### TASK REQUIREMENTS
Write out the records below word for word, please.

--- BEGIN RECORDS ---

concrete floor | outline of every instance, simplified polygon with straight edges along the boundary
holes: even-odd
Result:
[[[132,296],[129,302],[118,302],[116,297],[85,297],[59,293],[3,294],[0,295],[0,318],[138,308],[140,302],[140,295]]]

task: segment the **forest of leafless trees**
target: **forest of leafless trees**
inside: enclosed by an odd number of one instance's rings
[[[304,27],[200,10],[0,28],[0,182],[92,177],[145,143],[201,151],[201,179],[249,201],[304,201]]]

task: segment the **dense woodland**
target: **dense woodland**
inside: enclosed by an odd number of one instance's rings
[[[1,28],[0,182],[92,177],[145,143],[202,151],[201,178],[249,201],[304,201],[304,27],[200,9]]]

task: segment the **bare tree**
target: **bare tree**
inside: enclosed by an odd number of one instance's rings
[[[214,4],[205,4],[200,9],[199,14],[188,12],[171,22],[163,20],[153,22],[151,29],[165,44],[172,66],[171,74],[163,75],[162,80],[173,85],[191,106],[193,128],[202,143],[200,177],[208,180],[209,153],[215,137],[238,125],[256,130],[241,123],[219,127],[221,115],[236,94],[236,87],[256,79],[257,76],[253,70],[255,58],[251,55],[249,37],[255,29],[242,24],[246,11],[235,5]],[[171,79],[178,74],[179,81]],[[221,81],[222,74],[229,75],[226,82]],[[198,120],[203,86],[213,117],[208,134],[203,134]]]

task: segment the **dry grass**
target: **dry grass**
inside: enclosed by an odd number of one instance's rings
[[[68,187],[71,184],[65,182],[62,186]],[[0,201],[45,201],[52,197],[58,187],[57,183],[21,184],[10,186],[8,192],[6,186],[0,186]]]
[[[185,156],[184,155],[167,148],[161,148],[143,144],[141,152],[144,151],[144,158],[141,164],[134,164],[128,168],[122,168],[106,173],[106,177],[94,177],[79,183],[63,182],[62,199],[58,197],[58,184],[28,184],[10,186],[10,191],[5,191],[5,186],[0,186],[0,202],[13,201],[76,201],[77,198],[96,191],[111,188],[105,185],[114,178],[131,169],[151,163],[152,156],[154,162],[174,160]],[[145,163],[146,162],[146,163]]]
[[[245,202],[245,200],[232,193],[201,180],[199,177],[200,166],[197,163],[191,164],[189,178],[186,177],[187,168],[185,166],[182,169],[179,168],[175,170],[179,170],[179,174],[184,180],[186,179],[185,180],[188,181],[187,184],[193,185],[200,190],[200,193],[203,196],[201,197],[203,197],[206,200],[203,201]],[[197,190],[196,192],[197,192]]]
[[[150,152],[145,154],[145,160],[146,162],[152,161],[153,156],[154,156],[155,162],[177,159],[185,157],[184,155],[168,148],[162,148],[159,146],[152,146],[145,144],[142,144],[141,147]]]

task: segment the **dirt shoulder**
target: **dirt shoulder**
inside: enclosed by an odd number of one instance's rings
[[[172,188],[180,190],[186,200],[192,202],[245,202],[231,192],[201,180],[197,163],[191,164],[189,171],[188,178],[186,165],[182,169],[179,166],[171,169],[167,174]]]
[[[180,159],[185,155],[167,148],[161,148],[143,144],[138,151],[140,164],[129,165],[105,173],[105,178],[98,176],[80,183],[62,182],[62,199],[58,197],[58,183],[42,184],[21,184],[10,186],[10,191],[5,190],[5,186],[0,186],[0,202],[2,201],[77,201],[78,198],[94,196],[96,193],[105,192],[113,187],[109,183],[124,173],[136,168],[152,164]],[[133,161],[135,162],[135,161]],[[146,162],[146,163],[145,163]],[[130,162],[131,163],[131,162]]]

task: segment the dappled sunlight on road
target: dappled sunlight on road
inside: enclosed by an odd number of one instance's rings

--- END RECORDS ---

### TASK RESULT
concrete floor | outline of every instance, simplified polygon with straight edges along the boundary
holes: even-odd
Result:
[[[132,296],[129,302],[118,302],[116,297],[85,297],[59,293],[3,294],[0,295],[0,318],[138,308],[140,302],[140,295]]]

task: segment the **forest of leafless trees**
target: **forest of leafless trees**
inside: enclosed by an odd number of one instance's rings
[[[304,27],[200,10],[0,28],[0,182],[92,177],[145,143],[201,151],[201,179],[249,201],[304,201]]]

task: segment the **dense woodland**
target: **dense woodland**
inside: enclosed by an odd number of one instance's rings
[[[1,28],[0,182],[92,177],[145,143],[202,151],[201,178],[249,201],[304,201],[304,27],[200,9]]]

task: segment the **bare tree**
target: **bare tree**
inside: enclosed by an odd number of one instance's rings
[[[214,4],[205,4],[200,9],[199,14],[188,12],[171,22],[163,20],[153,22],[151,29],[165,44],[172,66],[171,74],[163,75],[162,80],[173,85],[191,106],[193,128],[202,143],[200,177],[208,180],[209,153],[215,137],[238,125],[256,130],[241,123],[219,127],[221,115],[236,94],[236,87],[256,79],[257,76],[253,70],[255,58],[251,55],[249,37],[255,29],[242,24],[246,11],[235,5]],[[171,79],[178,74],[179,81]],[[221,81],[222,74],[229,75],[226,82]],[[198,120],[203,86],[213,117],[208,134],[203,134]]]

task: segment the **dry grass**
target: **dry grass**
inside: enclosed by an odd number of one instance's rings
[[[68,187],[71,184],[65,182],[62,186]],[[0,201],[45,201],[52,197],[58,187],[57,183],[21,184],[10,186],[8,192],[6,186],[0,186]]]
[[[185,156],[184,155],[167,148],[161,148],[143,144],[141,152],[144,151],[144,158],[141,164],[134,164],[128,168],[122,168],[106,173],[106,177],[94,177],[79,183],[63,182],[62,199],[58,197],[58,184],[28,184],[10,186],[10,191],[5,191],[5,186],[0,186],[0,202],[13,201],[76,201],[77,198],[96,191],[111,188],[105,185],[114,178],[131,169],[151,163],[152,156],[154,162],[174,160]],[[145,163],[146,162],[146,163]]]
[[[245,202],[245,200],[232,193],[201,180],[199,177],[200,166],[197,163],[191,164],[189,178],[186,177],[187,168],[185,166],[182,169],[179,168],[175,170],[179,170],[179,174],[184,180],[186,179],[185,180],[188,181],[187,184],[193,185],[200,190],[200,193],[203,196],[201,197],[203,197],[206,200],[203,201]],[[197,190],[196,192],[197,192]]]
[[[150,152],[145,154],[145,160],[146,162],[152,161],[153,156],[154,156],[155,162],[177,159],[185,157],[184,155],[168,148],[162,148],[159,146],[152,146],[145,144],[142,144],[141,147]]]

task: segment the **dirt shoulder**
target: **dirt shoulder**
inside: enclosed by an odd number of one instance's rings
[[[172,188],[180,190],[186,200],[192,202],[245,202],[231,192],[201,180],[197,163],[191,164],[189,171],[188,178],[186,165],[182,169],[179,166],[171,169],[167,174]]]
[[[180,159],[185,155],[167,148],[161,148],[143,144],[138,151],[140,164],[129,165],[105,173],[105,178],[98,176],[80,183],[62,182],[62,199],[58,197],[58,183],[42,184],[21,184],[10,186],[10,191],[5,190],[5,186],[0,186],[0,202],[2,201],[77,201],[78,198],[94,196],[96,193],[105,192],[113,187],[109,183],[124,173],[136,168],[152,164]],[[133,161],[135,162],[135,161]],[[146,162],[146,163],[145,163]],[[130,162],[131,163],[131,162]]]

task: segment the dappled sunlight on road
target: dappled sunlight on road
inside: enclosed by an odd number of one instance's rings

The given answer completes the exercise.